→ **AUSGANGSTEXT**:
-.-.-
Computermarkt Europa als Farce

23.06.1989

Am 13. Februar 1975 beschloß die französische Compagnie Internationale pour l'Informatique (CII), aus der Unidata auszutreten. Das genaue Datum ist nicht verbürgt - am Ergebnis gab es gleichwohl nichts zu deuteln: Die erste europäische Arge DV, 1973 von Siemens, Philips und CII gegründet, war geplatzt. Denn wenig später verabschiedeten sich die Holländer - aus dem Unidata-Trio war ein deutsches Solo geworden. Die Überreste wurden dann in aller Stille beerdigt.
-.-.-
→ **DATENAUSZÜGE**:
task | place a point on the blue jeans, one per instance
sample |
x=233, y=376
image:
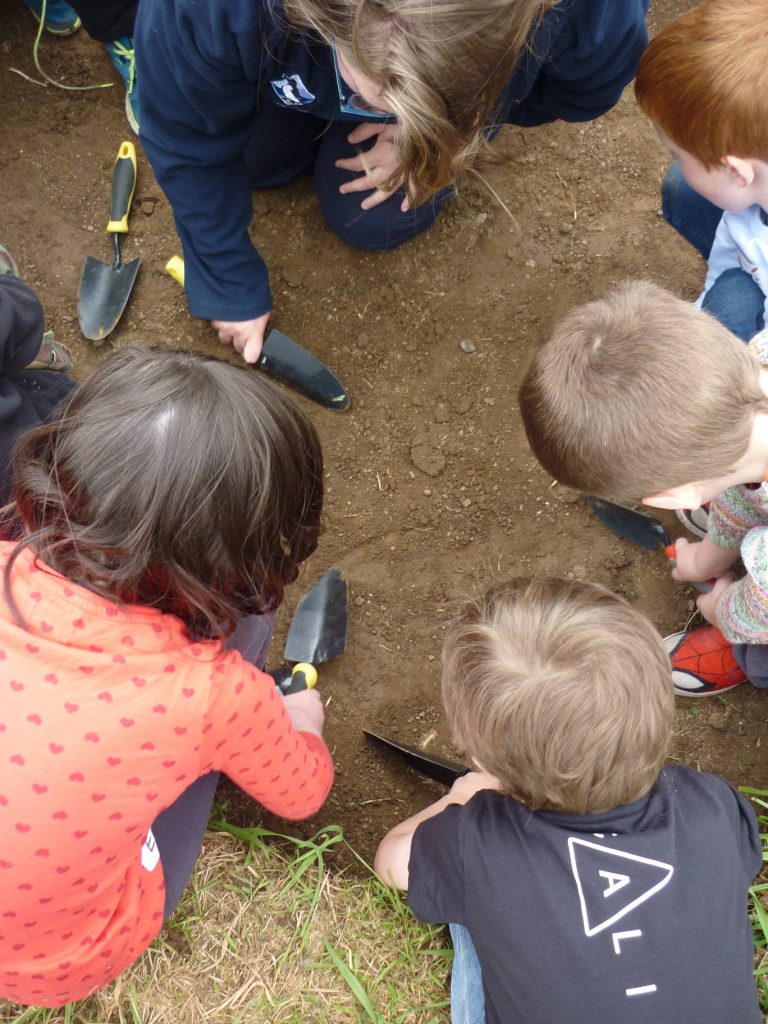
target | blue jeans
x=179, y=829
x=467, y=996
x=734, y=299
x=286, y=144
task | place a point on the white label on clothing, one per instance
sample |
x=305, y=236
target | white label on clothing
x=593, y=865
x=292, y=91
x=150, y=853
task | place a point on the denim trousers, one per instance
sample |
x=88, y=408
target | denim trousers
x=467, y=996
x=179, y=829
x=734, y=299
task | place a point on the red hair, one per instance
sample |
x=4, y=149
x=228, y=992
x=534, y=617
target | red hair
x=702, y=81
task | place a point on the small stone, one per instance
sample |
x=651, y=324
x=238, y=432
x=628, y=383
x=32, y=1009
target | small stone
x=427, y=459
x=462, y=404
x=718, y=720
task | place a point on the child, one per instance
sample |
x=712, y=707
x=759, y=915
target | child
x=640, y=396
x=702, y=82
x=571, y=864
x=174, y=498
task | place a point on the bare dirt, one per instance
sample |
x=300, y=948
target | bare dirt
x=432, y=493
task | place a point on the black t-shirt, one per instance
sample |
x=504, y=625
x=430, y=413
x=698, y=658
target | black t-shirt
x=637, y=915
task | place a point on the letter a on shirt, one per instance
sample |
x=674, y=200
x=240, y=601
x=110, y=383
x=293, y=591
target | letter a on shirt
x=611, y=883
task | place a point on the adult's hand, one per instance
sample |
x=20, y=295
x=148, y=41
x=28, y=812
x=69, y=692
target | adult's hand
x=376, y=164
x=246, y=336
x=305, y=711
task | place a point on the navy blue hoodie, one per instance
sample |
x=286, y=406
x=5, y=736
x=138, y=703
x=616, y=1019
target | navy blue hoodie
x=206, y=67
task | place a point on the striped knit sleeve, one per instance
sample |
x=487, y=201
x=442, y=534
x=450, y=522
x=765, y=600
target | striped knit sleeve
x=734, y=513
x=742, y=609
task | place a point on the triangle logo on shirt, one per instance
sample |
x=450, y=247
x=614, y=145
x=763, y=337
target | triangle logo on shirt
x=611, y=883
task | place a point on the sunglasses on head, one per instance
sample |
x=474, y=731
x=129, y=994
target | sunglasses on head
x=353, y=102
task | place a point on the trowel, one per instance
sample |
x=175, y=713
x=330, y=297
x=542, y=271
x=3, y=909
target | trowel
-.-.-
→ **AUFGABENSTELLUNG**:
Prüfe anhand des Ausgangstexts, ob die folgenden Aussagen zutreffen. Antworte jeweils mit Ja oder Nein und zitiere die entscheidenden Wörter wörtlich.
1. Die Unidata wurde 1973 von Siemens, Philips und CII gegründet.
2. Das genaue Datum des Austritts der CII aus der Unidata ist belegt.
3. Die Holländer blieben nach dem Austritt der CII in der Unidata.

→ **LÖSUNG**:
1. Ja: „1973 von Siemens, Philips und CII gegründet“
2. Nein: „Das genaue Datum ist nicht verbürgt“
3. Nein: „wenig später verabschiedeten sich die Holländer“